From the line that includes "# draw the outline of every instance of the tree" to the last line of the data, quote each line precisely; both boundary lines belong in the answer.

:: Data section ::
----------

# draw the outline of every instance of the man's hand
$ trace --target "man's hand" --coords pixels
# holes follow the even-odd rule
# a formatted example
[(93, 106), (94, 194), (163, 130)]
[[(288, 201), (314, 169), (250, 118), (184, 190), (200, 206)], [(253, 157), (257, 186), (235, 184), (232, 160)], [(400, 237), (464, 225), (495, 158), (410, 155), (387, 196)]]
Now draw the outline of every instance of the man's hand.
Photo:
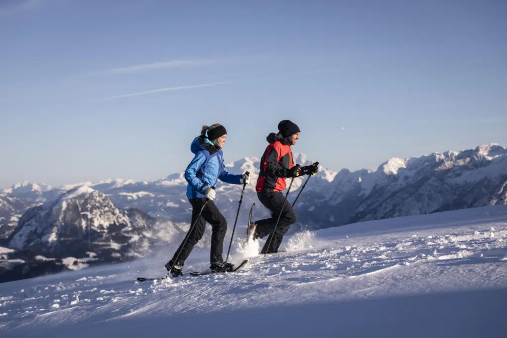
[(296, 164), (287, 171), (287, 177), (297, 177), (301, 174), (301, 167), (299, 164)]

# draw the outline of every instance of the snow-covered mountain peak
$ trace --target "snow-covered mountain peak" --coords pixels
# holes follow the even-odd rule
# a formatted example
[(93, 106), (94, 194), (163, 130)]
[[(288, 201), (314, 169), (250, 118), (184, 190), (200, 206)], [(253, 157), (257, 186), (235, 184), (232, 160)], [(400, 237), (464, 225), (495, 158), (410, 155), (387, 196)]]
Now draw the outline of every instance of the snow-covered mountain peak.
[(82, 195), (91, 194), (95, 191), (88, 185), (81, 185), (71, 190), (69, 190), (62, 196), (61, 201), (68, 201), (71, 199), (77, 197)]
[(399, 157), (393, 157), (380, 165), (379, 170), (387, 175), (396, 175), (400, 169), (407, 167), (407, 161)]
[(507, 149), (504, 148), (498, 143), (482, 144), (476, 148), (475, 151), (479, 156), (488, 160), (507, 155)]
[(258, 175), (260, 159), (256, 157), (245, 157), (225, 165), (231, 173), (242, 174), (248, 171), (251, 175)]
[(17, 183), (10, 188), (4, 189), (3, 192), (5, 194), (41, 193), (51, 190), (52, 189), (51, 185), (44, 183), (39, 184), (24, 181), (20, 183)]

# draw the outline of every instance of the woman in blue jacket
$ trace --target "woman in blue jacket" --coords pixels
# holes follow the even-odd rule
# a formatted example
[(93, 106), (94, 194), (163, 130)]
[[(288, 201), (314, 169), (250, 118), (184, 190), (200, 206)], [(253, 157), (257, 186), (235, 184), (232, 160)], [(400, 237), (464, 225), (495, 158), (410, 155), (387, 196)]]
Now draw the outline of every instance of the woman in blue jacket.
[[(210, 268), (214, 271), (225, 272), (234, 268), (230, 263), (224, 262), (222, 257), (227, 222), (213, 202), (216, 197), (214, 185), (219, 179), (226, 183), (241, 184), (248, 184), (249, 179), (245, 174), (233, 175), (226, 168), (222, 148), (226, 142), (227, 133), (225, 128), (219, 124), (204, 126), (201, 135), (194, 139), (190, 146), (195, 156), (185, 170), (185, 179), (188, 182), (187, 197), (192, 206), (191, 226), (196, 221), (197, 223), (192, 232), (188, 234), (187, 242), (184, 241), (180, 244), (172, 259), (165, 265), (166, 269), (175, 277), (183, 275), (182, 269), (185, 259), (194, 246), (202, 238), (206, 221), (212, 227)], [(206, 200), (206, 206), (197, 219)], [(180, 250), (179, 256), (176, 257)]]

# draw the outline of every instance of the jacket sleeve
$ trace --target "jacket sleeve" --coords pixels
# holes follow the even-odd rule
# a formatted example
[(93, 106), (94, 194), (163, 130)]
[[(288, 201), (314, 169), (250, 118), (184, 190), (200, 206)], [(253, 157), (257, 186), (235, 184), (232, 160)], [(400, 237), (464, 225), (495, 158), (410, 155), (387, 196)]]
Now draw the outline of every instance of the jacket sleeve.
[[(222, 163), (223, 163), (223, 159), (221, 159), (221, 160), (222, 161)], [(225, 167), (225, 166), (224, 166), (222, 171), (219, 174), (219, 179), (221, 181), (228, 183), (230, 184), (241, 184), (241, 180), (240, 179), (241, 178), (241, 175), (233, 175), (231, 174), (227, 170), (227, 168)]]
[(201, 192), (206, 189), (206, 184), (197, 177), (197, 172), (202, 167), (205, 160), (206, 156), (202, 152), (199, 152), (195, 155), (185, 170), (185, 179), (195, 190)]
[(286, 177), (288, 169), (280, 165), (278, 161), (280, 160), (280, 149), (277, 149), (276, 146), (272, 147), (269, 153), (266, 155), (264, 161), (266, 162), (265, 171), (270, 176), (277, 177)]

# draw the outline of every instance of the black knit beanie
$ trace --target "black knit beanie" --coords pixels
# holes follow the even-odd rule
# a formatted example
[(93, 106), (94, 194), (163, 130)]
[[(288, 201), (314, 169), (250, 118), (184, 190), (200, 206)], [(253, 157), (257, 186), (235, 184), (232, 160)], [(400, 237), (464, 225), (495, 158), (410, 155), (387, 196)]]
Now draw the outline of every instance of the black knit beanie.
[(301, 131), (298, 125), (289, 120), (280, 121), (280, 123), (278, 124), (278, 130), (281, 132), (282, 136), (283, 137), (288, 137)]
[(208, 130), (208, 139), (212, 141), (221, 136), (223, 136), (227, 133), (227, 131), (225, 130), (225, 127), (224, 126), (219, 126), (211, 130)]

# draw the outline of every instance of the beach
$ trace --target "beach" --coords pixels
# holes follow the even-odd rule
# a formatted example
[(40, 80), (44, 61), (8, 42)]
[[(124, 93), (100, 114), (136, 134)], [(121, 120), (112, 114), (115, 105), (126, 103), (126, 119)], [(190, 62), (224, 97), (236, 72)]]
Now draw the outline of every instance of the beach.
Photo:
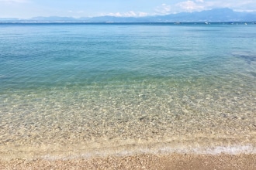
[(0, 27), (0, 169), (255, 168), (254, 25)]
[(90, 159), (1, 161), (1, 169), (247, 169), (256, 155), (135, 155)]

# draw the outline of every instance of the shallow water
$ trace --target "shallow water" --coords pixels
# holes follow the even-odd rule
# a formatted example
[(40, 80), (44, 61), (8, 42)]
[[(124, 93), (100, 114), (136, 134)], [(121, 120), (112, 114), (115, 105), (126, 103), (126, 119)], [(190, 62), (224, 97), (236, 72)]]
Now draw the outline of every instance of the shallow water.
[(256, 152), (255, 37), (254, 25), (2, 24), (0, 158)]

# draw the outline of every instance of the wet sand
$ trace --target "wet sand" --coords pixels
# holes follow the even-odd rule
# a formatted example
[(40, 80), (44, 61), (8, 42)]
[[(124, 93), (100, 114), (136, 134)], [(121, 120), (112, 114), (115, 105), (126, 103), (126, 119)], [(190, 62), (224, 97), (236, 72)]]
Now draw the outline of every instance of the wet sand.
[(88, 159), (0, 161), (0, 169), (256, 169), (255, 154), (133, 155)]

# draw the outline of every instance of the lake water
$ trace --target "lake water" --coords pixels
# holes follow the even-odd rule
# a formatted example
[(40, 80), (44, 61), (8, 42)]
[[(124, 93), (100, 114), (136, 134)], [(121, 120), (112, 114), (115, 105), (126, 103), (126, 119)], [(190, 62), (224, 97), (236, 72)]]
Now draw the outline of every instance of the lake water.
[(256, 25), (1, 24), (0, 158), (256, 153)]

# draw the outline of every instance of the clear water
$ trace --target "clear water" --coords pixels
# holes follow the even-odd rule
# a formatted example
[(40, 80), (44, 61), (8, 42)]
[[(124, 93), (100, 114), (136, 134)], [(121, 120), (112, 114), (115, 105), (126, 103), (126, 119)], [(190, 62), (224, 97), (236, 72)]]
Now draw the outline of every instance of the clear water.
[(1, 24), (0, 158), (255, 151), (255, 37), (249, 24)]

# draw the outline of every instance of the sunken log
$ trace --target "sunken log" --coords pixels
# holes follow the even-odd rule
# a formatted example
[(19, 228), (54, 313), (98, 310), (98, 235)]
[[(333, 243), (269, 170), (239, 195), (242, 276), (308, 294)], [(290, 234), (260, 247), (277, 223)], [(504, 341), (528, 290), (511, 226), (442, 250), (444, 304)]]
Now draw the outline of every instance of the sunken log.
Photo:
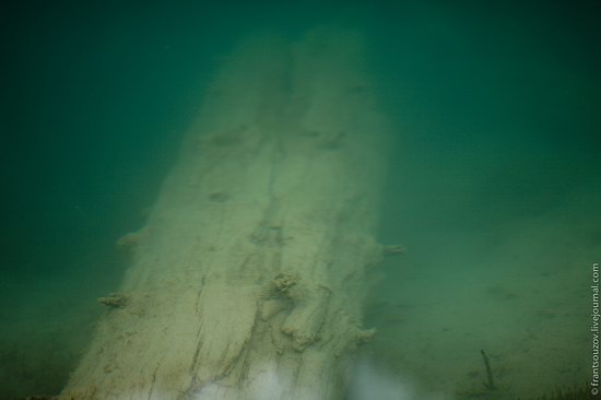
[(344, 396), (385, 254), (390, 128), (367, 63), (362, 35), (333, 28), (225, 59), (135, 235), (127, 302), (60, 399)]

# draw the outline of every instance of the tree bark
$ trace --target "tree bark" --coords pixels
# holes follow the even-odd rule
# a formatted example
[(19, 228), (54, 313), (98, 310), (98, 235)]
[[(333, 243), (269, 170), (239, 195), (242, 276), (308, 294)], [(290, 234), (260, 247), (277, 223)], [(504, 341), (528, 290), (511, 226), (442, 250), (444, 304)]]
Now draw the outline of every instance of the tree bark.
[(318, 28), (227, 58), (61, 399), (343, 396), (384, 255), (364, 47)]

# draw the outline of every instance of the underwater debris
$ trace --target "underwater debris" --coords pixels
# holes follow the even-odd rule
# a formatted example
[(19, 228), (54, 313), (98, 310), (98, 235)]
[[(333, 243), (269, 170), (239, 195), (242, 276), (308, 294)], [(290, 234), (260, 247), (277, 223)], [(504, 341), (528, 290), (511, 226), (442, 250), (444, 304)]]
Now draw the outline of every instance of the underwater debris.
[(484, 353), (484, 350), (480, 351), (480, 354), (482, 354), (482, 360), (484, 361), (484, 367), (486, 368), (486, 378), (488, 379), (484, 386), (488, 390), (496, 390), (497, 387), (495, 386), (495, 380), (493, 379), (493, 369), (491, 368), (491, 363), (488, 362), (488, 356), (486, 353)]
[(96, 299), (109, 308), (123, 308), (128, 303), (128, 296), (121, 293), (109, 293), (108, 296)]
[(292, 286), (298, 283), (299, 278), (297, 274), (282, 272), (271, 280), (275, 292), (285, 294)]

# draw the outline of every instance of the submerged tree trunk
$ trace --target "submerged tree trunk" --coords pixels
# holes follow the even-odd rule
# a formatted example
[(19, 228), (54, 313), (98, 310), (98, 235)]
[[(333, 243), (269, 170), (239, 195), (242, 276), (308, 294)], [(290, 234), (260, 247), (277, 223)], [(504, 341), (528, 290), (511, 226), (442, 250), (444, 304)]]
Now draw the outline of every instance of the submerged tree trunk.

----------

:: Written answer ::
# draw the outline of every instance of the tree bark
$ trace --target "tree bark" --coords pixels
# holes follow the even-odd rule
# a formatted example
[(19, 228), (54, 313), (98, 310), (98, 235)]
[[(333, 243), (269, 170), (239, 195), (242, 276), (308, 294)], [(290, 234), (260, 247), (277, 223)], [(504, 341), (528, 290), (511, 226), (442, 250), (444, 304)]]
Now draw the outline of every instance of the tree bark.
[(318, 28), (227, 58), (61, 399), (343, 396), (384, 255), (364, 47)]

# draw the outline of every instance of the underwater debris
$ trace --target "underwater debris" --coords pixels
# holes follow the even-odd rule
# a formatted example
[(19, 228), (54, 313), (98, 310), (98, 235)]
[[(333, 243), (269, 170), (239, 195), (242, 276), (308, 294)], [(290, 234), (260, 247), (277, 223)], [(504, 341), (528, 290), (511, 226), (442, 250), (444, 304)]]
Now draw the outline of every instance of the underwater debris.
[(484, 353), (484, 350), (480, 351), (480, 354), (482, 354), (482, 360), (484, 361), (484, 367), (486, 368), (486, 378), (488, 379), (484, 386), (488, 390), (496, 390), (497, 387), (495, 386), (495, 380), (493, 379), (493, 369), (491, 368), (491, 363), (488, 362), (488, 356), (486, 353)]
[(96, 299), (109, 308), (123, 308), (128, 303), (128, 296), (121, 293), (109, 293), (108, 296)]
[(292, 286), (298, 283), (299, 278), (297, 274), (282, 272), (271, 280), (275, 292), (285, 294)]

# draw the outline of every instance of the submerged tree trunk
$ trace --target "submerged tree trunk" --coords pixels
# holes follow the even-odd rule
# a formatted example
[(19, 228), (54, 313), (98, 310), (98, 235)]
[[(333, 243), (269, 170), (239, 195), (242, 276), (308, 294)], [(290, 234), (260, 247), (277, 223)], [(504, 341), (528, 290), (511, 226), (442, 250), (444, 304)]]
Now draw the outline of every instance of the submerged tree trunk.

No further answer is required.